From the position that has been described, the author of the Lay would have had a negative attitude to the princes who had brought the men of foreign tribes against Rus`. The author does not spare his {289} condemnation of Oleg Svyatoslavich, ascribing all the woes of the Russian land to him. Yet, was he right? Oleg should have inherited the golden throne of Kiev, but he was declared an outlaw, deprived of his position in the succession or, as it was then called, the ladder, treacherously seized and with the agreement of the Byzantine Emperor Nicephorus III (the usurper) and Vsevolod I, prince of Kiev, sent into captivity on the island of Rhodes (1079). One may think that the negative attitude to Oleg is explained by the fact that a year before this he had gained his native Chernigov with the help of the Polovtsy and then provoked the bloody clash at Nezhatina Niva on 3 October 1078 in which another outlaw, Boris Vyacheslavich, and Isyaslav I, prince of Kiev, perished. All right, but Oleg's antagonist, Vladimir Monomakh, had a year before this been the first to bring the Polovtsy into Rus` in order to devastate the principality of Polotsk. Why such disfavour towards Oleg?

# [Data supplied]
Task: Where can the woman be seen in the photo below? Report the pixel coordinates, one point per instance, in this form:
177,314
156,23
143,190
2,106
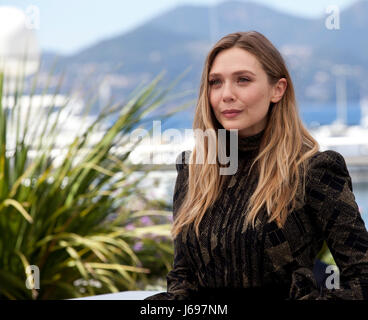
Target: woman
256,233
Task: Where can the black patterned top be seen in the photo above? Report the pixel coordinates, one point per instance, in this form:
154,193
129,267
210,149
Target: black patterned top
228,258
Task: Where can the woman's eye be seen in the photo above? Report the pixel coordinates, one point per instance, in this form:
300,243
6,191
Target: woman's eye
214,82
243,79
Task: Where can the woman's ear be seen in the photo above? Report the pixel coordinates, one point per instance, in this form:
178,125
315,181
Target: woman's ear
278,90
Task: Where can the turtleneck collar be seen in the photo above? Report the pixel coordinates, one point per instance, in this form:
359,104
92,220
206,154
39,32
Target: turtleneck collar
251,142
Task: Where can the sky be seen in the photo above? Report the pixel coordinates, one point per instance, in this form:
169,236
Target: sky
67,26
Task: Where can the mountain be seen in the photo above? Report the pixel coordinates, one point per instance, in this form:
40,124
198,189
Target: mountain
180,38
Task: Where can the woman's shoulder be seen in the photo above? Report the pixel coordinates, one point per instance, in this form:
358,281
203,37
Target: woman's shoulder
329,167
330,160
182,160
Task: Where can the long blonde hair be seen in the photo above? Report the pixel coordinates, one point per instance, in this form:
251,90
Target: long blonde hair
285,147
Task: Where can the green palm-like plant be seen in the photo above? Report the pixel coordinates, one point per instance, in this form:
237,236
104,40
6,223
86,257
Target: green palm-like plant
70,219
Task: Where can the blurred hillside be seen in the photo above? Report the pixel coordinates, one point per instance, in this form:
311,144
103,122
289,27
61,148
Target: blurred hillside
181,38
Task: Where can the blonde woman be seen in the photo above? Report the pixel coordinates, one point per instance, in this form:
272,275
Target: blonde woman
256,233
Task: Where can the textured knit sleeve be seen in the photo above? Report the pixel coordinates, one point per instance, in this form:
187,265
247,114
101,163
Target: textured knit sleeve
331,204
181,283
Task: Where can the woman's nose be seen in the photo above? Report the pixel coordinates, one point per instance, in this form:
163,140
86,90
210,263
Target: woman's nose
227,93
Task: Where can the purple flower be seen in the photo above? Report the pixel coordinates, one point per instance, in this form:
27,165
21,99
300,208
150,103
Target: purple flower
130,226
138,246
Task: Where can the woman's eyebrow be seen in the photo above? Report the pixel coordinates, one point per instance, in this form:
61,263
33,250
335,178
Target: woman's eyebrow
234,73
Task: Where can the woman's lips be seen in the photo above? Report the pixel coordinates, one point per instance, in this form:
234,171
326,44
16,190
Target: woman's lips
231,114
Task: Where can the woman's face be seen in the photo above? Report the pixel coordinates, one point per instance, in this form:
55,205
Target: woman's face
238,82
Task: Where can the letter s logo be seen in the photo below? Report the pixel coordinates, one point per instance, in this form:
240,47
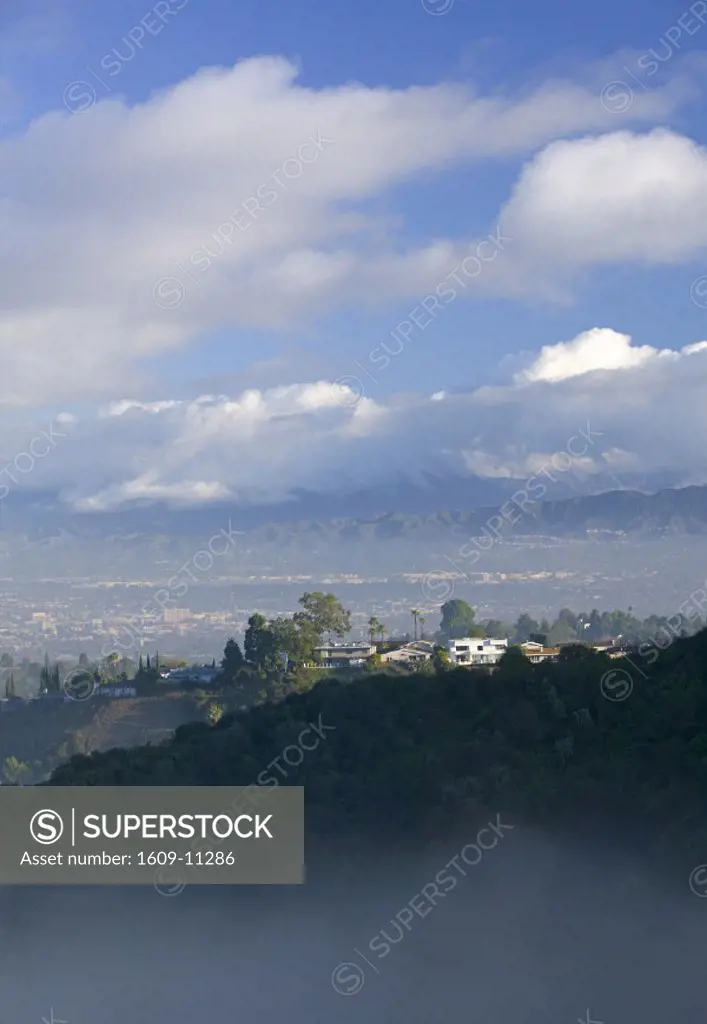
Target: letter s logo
46,826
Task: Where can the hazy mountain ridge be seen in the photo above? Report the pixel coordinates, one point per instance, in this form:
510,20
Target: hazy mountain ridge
41,539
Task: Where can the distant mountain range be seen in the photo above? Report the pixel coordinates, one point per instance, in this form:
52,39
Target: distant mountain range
40,537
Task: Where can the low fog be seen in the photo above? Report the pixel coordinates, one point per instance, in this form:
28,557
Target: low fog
543,929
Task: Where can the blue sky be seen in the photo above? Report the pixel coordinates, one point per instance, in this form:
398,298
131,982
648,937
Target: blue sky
137,179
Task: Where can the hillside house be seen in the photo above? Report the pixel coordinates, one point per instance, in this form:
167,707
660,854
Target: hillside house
409,653
476,650
344,655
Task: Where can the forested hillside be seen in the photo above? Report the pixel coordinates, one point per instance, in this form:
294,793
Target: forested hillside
548,742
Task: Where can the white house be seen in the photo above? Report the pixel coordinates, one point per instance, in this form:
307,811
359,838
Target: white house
343,655
476,650
201,674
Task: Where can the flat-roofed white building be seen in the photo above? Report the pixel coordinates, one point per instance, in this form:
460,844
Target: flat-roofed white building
476,650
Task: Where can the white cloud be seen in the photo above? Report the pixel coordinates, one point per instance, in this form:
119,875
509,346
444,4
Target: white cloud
599,348
262,445
96,207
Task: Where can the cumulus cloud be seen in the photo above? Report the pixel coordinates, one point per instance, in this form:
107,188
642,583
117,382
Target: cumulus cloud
615,397
599,348
127,231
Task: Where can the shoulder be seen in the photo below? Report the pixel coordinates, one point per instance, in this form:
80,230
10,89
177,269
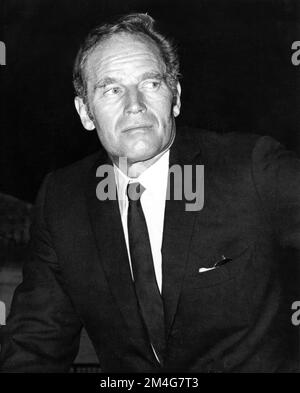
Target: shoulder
218,148
65,186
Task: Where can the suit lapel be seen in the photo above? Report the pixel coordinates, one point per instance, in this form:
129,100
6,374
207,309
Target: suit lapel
178,229
107,227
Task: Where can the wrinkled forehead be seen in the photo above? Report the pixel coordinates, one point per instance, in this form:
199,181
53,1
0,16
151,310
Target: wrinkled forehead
121,49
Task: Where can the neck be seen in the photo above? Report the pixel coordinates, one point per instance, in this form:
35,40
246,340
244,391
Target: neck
135,169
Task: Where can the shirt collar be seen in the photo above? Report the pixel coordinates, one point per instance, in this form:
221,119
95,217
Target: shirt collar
154,178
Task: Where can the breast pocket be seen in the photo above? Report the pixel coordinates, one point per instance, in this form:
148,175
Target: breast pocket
204,273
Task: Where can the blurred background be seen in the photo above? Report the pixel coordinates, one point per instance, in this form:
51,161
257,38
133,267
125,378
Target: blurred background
237,75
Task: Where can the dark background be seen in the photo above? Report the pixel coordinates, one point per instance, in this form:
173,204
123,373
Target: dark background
236,67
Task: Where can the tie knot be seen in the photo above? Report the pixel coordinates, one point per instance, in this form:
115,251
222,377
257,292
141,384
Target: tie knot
134,191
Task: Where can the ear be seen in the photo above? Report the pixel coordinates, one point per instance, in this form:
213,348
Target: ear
83,113
177,105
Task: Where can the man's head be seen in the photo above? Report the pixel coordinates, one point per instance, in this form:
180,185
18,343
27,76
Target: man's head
126,80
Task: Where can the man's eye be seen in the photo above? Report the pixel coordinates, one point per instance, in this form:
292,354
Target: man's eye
152,85
112,91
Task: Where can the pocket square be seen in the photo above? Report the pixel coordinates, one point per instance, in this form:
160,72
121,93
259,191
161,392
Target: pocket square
220,262
206,269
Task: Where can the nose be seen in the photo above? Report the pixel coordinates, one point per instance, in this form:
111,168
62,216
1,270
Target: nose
134,102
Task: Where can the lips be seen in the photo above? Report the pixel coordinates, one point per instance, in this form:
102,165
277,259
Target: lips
137,127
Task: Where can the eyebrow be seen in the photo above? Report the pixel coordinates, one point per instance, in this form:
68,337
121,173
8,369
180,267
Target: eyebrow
108,80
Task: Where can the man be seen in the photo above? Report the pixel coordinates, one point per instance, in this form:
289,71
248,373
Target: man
157,286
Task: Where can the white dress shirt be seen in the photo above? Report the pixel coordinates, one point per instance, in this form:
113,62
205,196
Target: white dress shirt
155,180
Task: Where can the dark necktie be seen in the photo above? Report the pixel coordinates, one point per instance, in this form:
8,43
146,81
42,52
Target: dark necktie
145,283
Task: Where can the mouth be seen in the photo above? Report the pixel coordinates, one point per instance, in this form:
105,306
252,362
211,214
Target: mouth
140,127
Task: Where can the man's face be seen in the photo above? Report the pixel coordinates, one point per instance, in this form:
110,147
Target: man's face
132,107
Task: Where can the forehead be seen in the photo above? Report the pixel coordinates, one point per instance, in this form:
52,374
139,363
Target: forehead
124,55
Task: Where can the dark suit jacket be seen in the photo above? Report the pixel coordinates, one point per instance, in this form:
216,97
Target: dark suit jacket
233,318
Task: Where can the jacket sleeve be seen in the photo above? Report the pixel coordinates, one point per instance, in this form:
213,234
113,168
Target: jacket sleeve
276,174
43,330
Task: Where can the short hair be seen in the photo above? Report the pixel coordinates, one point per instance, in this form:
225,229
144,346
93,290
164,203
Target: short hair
135,24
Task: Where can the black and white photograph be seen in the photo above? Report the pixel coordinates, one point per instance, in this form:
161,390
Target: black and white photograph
150,188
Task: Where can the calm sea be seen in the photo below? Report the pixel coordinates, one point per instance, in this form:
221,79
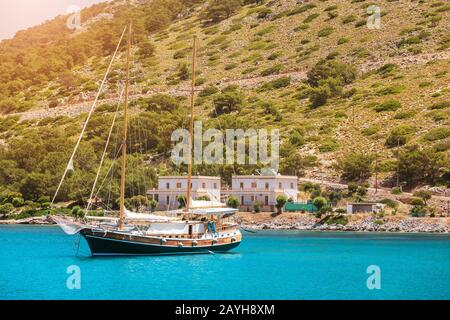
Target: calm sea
267,265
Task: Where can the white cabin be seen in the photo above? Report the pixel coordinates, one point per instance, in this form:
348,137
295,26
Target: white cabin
264,189
170,187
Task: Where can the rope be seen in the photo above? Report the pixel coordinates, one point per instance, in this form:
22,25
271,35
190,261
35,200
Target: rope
104,152
70,164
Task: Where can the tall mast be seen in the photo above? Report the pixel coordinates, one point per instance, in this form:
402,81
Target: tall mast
125,133
191,129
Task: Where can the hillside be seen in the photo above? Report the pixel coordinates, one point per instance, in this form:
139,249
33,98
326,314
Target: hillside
348,100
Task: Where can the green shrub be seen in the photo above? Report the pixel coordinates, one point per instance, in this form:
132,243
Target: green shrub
274,55
301,9
233,202
266,30
208,91
348,19
328,145
404,115
230,66
331,8
370,130
437,134
263,13
390,105
342,40
390,203
396,191
387,69
311,17
356,166
360,23
228,102
325,32
336,69
257,206
272,70
219,10
281,201
18,202
440,105
301,27
399,136
276,84
6,209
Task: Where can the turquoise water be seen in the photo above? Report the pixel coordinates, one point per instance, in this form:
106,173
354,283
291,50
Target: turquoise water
268,265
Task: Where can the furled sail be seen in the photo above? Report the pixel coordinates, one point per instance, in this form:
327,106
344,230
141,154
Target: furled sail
129,215
69,227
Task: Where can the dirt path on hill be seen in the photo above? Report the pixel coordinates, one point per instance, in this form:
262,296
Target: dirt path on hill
72,110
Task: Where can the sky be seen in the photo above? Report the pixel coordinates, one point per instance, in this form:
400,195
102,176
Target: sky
16,15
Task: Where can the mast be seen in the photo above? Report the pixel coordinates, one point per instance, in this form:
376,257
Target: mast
125,133
191,129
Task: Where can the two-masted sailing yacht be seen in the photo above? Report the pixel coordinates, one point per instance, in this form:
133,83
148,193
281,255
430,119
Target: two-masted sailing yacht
201,227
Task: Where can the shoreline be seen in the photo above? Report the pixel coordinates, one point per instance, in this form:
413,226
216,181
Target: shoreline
307,222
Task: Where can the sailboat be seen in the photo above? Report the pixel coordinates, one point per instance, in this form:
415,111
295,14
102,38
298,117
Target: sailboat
201,227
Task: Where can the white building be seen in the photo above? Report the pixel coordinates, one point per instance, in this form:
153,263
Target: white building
170,187
264,189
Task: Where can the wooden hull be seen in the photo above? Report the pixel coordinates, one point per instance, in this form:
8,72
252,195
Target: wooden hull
114,243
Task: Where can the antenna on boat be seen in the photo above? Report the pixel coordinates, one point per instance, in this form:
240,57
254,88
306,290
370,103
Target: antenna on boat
125,133
191,129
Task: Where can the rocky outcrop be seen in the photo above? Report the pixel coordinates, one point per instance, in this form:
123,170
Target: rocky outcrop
43,220
356,224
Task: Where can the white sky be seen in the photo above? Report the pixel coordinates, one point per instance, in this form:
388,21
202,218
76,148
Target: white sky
16,15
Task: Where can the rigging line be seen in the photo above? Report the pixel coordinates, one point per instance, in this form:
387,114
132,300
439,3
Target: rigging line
107,174
138,88
89,116
105,151
108,193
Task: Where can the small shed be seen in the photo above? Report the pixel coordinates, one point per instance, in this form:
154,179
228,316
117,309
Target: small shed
364,207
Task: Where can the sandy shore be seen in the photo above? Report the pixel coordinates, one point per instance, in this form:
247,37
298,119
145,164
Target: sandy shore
356,222
304,221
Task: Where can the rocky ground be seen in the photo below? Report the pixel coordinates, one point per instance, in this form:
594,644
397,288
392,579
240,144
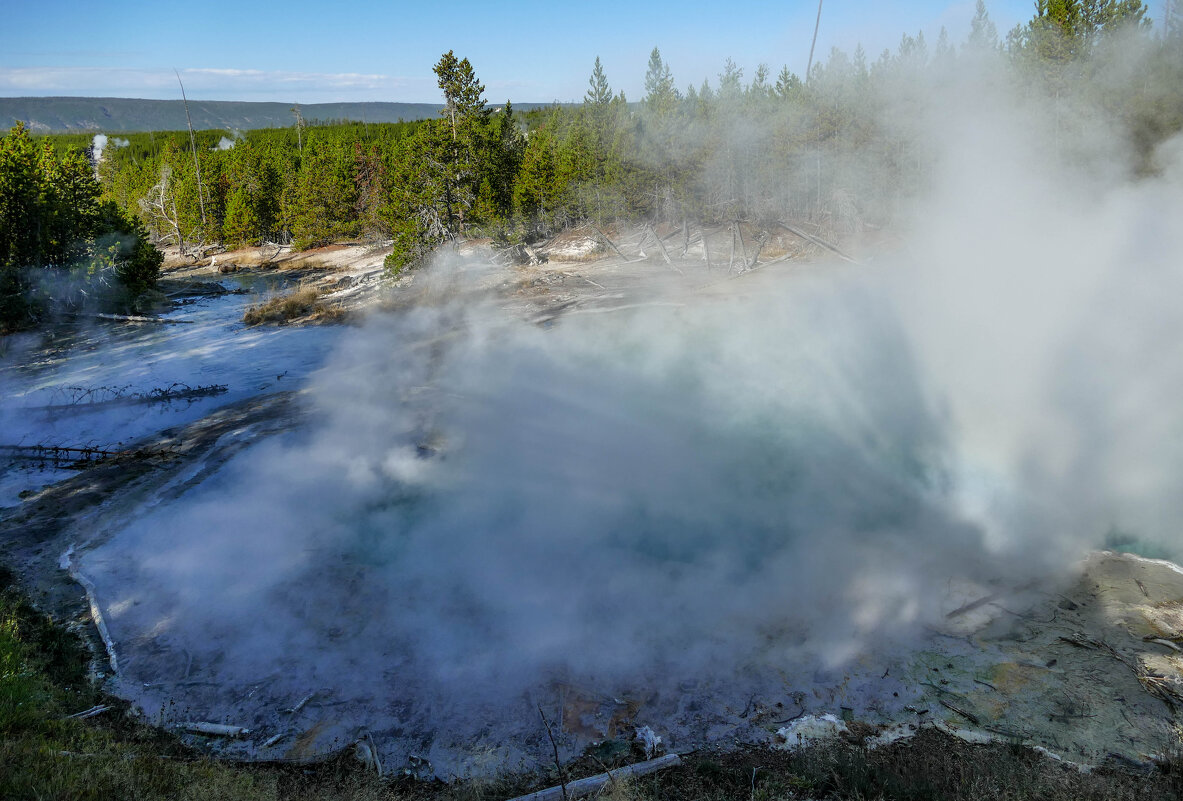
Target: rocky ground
1091,670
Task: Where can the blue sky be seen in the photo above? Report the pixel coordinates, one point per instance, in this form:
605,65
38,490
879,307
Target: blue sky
528,51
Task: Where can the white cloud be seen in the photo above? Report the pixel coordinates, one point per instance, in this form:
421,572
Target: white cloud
209,83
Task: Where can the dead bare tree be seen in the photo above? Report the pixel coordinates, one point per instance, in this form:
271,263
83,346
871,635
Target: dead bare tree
193,146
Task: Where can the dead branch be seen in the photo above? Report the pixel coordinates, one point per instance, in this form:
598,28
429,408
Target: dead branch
593,783
611,244
665,253
213,729
137,318
760,245
96,612
815,240
968,716
89,712
554,747
88,398
78,457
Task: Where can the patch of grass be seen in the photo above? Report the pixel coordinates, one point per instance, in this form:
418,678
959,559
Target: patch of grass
301,303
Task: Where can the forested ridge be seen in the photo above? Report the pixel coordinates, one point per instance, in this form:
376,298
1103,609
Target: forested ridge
841,150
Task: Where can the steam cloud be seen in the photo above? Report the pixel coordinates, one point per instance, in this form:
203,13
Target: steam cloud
787,470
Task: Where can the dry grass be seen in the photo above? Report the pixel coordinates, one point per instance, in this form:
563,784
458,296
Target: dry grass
303,304
44,755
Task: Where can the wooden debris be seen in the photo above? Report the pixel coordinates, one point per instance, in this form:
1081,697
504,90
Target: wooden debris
665,253
89,398
611,244
968,716
301,703
213,729
89,712
815,240
96,612
140,318
593,783
75,457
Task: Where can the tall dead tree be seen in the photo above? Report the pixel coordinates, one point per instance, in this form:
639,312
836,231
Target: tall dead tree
193,147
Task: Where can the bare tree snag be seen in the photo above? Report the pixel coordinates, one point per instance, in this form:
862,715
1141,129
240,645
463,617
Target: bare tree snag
193,146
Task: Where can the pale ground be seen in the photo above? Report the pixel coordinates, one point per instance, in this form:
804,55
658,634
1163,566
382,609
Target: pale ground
1090,671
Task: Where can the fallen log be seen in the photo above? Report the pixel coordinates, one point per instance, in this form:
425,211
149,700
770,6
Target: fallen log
76,456
213,729
665,253
815,240
174,392
611,244
139,318
96,612
593,783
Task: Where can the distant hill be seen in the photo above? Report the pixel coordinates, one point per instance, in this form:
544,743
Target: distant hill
122,114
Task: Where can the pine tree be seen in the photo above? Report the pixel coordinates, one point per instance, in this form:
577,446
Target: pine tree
983,34
660,95
464,105
599,92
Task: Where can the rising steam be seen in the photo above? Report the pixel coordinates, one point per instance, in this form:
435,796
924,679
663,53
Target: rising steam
787,469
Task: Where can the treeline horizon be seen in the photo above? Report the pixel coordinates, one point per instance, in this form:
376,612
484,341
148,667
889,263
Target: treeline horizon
844,149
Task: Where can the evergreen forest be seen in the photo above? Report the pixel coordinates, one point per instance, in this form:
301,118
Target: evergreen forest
844,148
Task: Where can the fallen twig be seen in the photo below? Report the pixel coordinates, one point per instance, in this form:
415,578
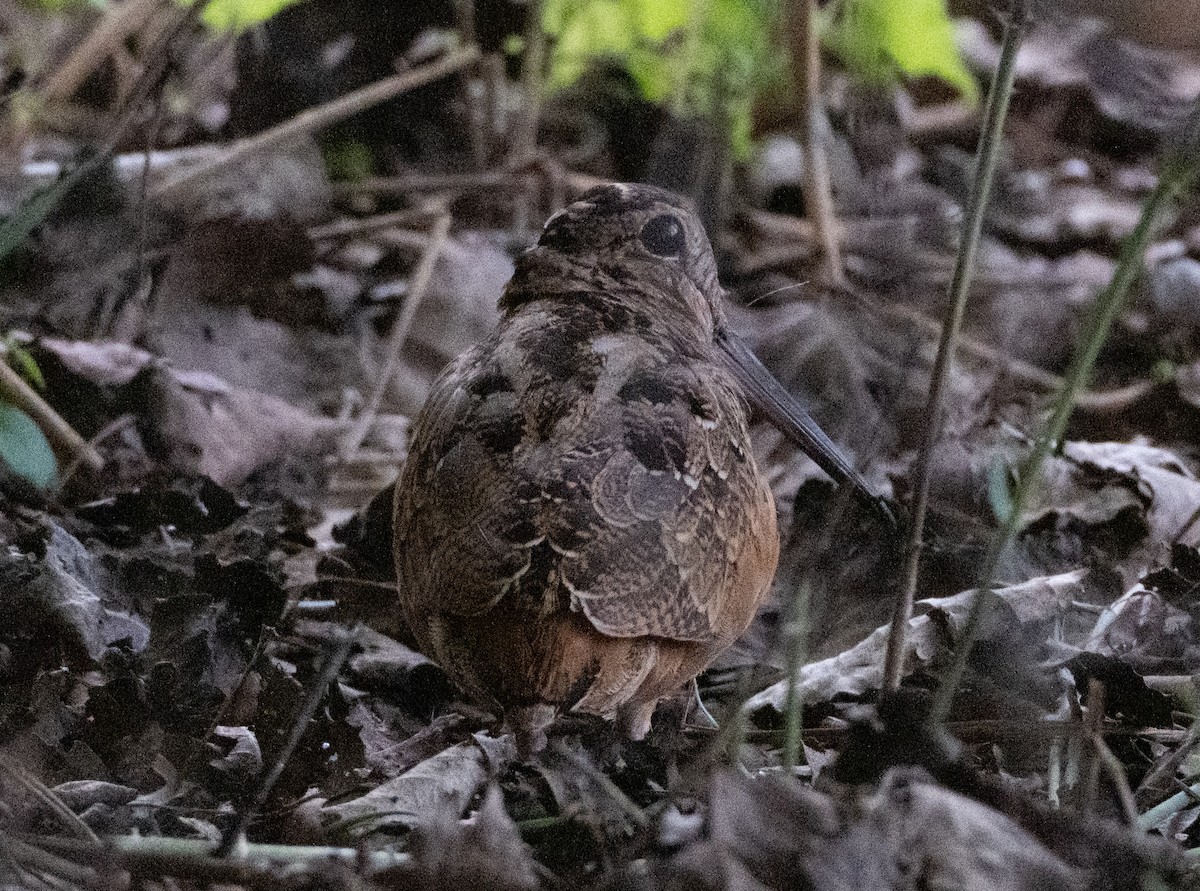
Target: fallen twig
321,117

# [Objective]
Decide whether each statement agrees with the passage on Oleg Svyatoslavich above, answering yes or no and quoting the words of the passage that settle it: (a) Oleg was sent into captivity on the island of Rhodes; (b) Isyaslav I survived the clash at Nezhatina Niva; (c) Vladimir Monomakh brought in the Polovtsy to devastate the principality of Chernigov.

# [Exercise answer]
(a) Yes: "sent into captivity on the island of Rhodes (1079)"
(b) No: "in which another outlaw, Boris Vyacheslavich, and Isyaslav I, prince of Kiev, perished"
(c) No: "in order to devastate the principality of Polotsk"